Re: [PATCH bpf-next v3 3/7] bpf: Introduce task open coded iterator kfuncs

From: Andrii Nakryiko
Date: Tue Oct 03 2023 - 18:06:06 EST


On Sun, Oct 1, 2023 at 1:21 AM Chuyi Zhou <zhouchuyi@xxxxxxxxxxxxx> wrote:
>
> Hello, Andrii
>
> 在 2023/9/30 05:27, Andrii Nakryiko 写道:
> > On Wed, Sep 27, 2023 at 8:29 PM Chuyi Zhou <zhouchuyi@xxxxxxxxxxxxx> wrote:
> >>
> >> Hello,
> >>
> >> 在 2023/9/28 07:20, Andrii Nakryiko 写道:
> >>> On Mon, Sep 25, 2023 at 3:56 AM Chuyi Zhou <zhouchuyi@xxxxxxxxxxxxx> wrote:
> >>>>
> >>>> This patch adds kfuncs bpf_iter_task_{new,next,destroy} which allow
> >>>> creation and manipulation of struct bpf_iter_task in open-coded iterator
> >>>> style. BPF programs can use these kfuncs or through bpf_for_each macro to
> >>>> iterate all processes in the system.
> >>>>
> >>>> The API design keep consistent with SEC("iter/task"). bpf_iter_task_new()
> >>>> accepts a specific task and iterating type which allows:
> >>>> 1. iterating all process in the system
> >>>>
> >>>> 2. iterating all threads in the system
> >>>>
> >>>> 3. iterating all threads of a specific task
> >>>> Here we also resuse enum bpf_iter_task_type and rename BPF_TASK_ITER_TID
> >>>> to BPF_TASK_ITER_THREAD, rename BPF_TASK_ITER_TGID to BPF_TASK_ITER_PROC.

Problem A
In the patch message, what new name does BPF_TASK_ITER_TID get?
The patch message and the entries have nothing to do with each other.

Listed entries
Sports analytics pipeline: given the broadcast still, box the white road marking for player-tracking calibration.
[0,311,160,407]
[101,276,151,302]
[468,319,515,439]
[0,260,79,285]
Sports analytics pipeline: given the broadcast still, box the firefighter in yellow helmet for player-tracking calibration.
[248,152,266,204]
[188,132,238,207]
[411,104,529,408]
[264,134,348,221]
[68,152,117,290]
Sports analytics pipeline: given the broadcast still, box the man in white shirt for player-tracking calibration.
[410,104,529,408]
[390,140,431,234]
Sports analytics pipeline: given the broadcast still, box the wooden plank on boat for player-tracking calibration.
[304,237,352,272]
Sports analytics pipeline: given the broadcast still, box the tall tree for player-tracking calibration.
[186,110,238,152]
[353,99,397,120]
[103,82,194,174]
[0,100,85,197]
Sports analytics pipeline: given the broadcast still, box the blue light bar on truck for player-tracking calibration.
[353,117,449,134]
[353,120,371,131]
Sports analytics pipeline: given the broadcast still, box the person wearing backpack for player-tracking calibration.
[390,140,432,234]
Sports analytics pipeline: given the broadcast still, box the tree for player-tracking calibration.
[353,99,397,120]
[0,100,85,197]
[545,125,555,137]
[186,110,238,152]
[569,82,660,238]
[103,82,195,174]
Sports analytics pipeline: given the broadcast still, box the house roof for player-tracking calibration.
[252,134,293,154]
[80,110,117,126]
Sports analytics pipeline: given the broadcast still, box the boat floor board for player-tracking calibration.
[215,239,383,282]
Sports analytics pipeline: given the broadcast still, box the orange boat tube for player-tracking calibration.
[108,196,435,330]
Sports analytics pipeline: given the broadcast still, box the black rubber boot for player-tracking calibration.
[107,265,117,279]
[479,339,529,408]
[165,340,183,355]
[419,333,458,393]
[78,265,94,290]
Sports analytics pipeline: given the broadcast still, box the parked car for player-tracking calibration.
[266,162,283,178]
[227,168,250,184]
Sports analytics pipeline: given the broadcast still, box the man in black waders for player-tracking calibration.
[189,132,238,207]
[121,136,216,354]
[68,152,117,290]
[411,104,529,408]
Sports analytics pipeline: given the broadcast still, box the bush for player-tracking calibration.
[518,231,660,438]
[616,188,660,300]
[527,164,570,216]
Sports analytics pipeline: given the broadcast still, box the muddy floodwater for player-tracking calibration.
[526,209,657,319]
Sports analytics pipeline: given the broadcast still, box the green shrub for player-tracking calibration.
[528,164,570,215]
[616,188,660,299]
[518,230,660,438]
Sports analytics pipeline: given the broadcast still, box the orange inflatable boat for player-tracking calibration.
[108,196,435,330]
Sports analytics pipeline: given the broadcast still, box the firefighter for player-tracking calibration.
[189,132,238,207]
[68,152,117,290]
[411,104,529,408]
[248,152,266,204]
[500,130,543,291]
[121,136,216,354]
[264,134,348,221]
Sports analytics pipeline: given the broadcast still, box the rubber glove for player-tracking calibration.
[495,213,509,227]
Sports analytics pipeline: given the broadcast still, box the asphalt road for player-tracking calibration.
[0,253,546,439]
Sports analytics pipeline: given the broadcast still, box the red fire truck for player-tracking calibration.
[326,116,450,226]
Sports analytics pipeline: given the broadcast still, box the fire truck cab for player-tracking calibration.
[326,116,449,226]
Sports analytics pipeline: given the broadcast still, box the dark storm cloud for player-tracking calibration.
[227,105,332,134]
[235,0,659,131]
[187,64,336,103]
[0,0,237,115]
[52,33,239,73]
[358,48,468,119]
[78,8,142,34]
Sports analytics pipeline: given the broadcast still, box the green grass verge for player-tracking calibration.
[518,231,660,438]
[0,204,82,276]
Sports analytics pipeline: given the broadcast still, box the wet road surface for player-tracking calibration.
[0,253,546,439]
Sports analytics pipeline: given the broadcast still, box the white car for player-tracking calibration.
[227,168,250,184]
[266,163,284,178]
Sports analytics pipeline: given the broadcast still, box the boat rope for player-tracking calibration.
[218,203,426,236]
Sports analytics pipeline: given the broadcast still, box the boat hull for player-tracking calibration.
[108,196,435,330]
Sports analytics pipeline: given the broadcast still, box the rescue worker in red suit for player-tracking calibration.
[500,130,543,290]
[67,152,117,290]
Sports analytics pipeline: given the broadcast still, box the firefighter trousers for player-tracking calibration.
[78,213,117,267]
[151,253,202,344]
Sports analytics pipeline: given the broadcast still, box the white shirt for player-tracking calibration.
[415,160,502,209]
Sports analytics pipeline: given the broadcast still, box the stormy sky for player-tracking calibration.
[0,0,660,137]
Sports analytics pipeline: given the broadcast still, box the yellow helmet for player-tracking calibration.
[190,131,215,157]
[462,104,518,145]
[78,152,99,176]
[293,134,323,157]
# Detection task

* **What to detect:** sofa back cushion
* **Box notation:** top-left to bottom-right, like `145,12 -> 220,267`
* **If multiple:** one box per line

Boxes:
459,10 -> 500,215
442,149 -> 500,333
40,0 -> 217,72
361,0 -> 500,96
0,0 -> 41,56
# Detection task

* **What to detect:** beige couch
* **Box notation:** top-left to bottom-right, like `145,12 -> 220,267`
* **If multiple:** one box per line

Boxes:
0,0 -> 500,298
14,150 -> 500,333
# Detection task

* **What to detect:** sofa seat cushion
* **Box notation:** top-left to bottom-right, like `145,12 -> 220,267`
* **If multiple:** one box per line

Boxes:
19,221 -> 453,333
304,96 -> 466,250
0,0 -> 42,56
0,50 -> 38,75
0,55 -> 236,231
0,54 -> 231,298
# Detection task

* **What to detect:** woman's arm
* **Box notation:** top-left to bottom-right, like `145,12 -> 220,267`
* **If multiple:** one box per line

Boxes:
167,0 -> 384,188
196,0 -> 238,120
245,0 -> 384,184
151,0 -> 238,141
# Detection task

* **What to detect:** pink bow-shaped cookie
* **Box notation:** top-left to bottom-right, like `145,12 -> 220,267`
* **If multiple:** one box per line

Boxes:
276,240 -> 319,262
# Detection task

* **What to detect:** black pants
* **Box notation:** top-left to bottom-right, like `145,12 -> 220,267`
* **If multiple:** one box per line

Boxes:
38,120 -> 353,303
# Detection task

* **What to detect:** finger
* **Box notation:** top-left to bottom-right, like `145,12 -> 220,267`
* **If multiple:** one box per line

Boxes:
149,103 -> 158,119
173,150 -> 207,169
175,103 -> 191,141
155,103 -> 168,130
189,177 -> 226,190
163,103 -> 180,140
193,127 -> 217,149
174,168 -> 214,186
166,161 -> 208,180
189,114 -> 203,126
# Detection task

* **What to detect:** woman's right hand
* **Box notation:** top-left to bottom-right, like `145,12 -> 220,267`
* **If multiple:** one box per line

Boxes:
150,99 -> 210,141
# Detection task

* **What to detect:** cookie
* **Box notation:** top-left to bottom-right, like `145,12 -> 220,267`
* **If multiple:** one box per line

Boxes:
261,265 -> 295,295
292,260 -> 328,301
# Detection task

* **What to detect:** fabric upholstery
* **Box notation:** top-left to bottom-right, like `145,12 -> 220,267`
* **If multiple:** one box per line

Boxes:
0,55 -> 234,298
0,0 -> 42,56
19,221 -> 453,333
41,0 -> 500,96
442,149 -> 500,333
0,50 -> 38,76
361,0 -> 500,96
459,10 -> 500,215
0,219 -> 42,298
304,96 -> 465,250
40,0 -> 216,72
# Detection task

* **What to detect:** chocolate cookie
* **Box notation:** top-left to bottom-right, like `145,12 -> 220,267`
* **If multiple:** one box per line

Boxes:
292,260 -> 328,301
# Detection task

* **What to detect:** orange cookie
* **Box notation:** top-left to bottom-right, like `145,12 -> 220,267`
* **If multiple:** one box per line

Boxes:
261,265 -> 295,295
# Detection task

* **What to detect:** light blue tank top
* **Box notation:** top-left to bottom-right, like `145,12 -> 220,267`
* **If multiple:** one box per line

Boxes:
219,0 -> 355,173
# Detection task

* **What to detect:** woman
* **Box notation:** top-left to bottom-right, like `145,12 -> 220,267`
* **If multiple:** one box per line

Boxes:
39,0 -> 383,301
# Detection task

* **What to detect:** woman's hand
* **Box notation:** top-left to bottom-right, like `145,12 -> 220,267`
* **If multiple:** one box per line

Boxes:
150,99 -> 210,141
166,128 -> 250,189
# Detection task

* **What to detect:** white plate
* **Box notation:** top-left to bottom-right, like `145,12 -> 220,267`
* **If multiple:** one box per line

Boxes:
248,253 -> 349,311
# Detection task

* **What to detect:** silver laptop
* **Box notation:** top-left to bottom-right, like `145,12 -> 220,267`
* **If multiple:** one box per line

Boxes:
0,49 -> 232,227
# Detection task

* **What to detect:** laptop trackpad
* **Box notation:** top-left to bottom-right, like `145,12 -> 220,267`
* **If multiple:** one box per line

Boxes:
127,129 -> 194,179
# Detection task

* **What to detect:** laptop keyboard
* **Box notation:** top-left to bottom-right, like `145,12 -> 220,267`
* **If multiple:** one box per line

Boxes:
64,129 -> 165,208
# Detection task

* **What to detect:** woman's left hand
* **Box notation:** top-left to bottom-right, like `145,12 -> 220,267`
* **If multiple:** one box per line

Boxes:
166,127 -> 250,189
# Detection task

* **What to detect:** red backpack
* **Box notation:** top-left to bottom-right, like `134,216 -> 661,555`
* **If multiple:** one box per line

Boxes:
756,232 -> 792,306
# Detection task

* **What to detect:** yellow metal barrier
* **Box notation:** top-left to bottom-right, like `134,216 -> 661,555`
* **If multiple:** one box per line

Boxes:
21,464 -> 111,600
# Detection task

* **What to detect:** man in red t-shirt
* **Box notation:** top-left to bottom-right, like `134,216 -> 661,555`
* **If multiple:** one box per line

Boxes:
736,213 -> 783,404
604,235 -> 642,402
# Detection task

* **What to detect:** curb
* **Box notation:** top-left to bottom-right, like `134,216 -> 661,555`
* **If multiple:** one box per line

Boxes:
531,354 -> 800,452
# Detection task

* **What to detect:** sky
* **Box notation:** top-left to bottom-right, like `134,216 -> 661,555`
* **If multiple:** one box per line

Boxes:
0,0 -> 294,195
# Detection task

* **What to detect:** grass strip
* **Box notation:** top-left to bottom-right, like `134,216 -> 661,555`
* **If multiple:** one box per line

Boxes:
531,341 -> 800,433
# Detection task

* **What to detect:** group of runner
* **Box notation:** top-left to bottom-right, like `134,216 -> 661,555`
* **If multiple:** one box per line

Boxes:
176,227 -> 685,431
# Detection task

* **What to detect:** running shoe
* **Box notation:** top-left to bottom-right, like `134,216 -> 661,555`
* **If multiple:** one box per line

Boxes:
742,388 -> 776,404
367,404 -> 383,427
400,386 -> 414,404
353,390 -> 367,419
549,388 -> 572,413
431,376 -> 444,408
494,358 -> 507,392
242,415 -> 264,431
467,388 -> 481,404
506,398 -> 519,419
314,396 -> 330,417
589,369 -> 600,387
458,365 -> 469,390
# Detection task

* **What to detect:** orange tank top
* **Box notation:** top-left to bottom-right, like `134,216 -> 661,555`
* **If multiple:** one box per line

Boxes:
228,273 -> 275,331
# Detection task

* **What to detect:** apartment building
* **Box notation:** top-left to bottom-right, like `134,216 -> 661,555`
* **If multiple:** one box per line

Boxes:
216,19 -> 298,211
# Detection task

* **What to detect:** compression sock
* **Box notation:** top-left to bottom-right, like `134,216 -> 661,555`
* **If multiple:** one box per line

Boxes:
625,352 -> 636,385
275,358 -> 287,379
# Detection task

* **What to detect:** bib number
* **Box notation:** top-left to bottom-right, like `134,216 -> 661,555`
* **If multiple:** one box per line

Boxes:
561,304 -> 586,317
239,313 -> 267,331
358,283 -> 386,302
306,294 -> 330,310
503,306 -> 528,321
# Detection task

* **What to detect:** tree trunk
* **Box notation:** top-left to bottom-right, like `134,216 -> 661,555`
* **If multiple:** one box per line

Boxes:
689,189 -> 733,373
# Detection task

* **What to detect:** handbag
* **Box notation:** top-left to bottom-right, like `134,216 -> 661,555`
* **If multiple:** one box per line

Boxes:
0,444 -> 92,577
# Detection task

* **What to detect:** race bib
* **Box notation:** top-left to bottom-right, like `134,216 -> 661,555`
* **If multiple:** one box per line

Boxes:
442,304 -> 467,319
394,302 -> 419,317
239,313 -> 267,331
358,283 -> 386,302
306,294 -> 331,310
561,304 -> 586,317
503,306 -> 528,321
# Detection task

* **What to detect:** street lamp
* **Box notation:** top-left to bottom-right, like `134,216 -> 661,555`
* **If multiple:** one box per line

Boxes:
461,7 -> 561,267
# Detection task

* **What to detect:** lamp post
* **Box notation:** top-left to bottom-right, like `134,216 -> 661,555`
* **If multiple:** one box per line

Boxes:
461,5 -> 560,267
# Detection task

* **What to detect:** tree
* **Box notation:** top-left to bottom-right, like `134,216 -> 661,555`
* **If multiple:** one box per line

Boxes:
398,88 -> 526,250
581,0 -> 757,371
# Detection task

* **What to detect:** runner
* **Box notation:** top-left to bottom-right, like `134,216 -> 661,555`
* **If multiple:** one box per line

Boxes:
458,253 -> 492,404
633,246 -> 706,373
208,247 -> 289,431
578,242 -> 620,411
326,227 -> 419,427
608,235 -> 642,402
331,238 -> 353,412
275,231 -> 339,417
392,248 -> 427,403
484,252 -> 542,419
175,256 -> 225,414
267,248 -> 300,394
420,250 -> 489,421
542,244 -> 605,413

Problem B
Express the entries, from the line containing "suit for player-tracking calibration." down through the line containing "[0,0,660,137]", as a Markdown table with the columns n (a row number) and Line, leaving out blank lines.

Final result A
BPF_TASK_ITER_THREAD

Final result B
| n | Line |
|---|---|
| 1 | Sports analytics pipeline: given the broadcast still, box the rescue worker in red suit for player-tracking calibration. |
| 2 | [500,130,543,290] |
| 3 | [67,152,117,290] |
| 4 | Sports analytics pipeline: given the broadcast still, box the firefighter trousers for player-tracking calibration. |
| 5 | [78,213,117,267] |
| 6 | [151,253,202,344] |
| 7 | Sports analytics pipeline: given the broadcast still, box the white shirt for player-tracking calibration. |
| 8 | [415,160,502,209] |
| 9 | Sports analytics pipeline: given the broadcast still, box the stormy sky for player-tracking calibration. |
| 10 | [0,0,660,137] |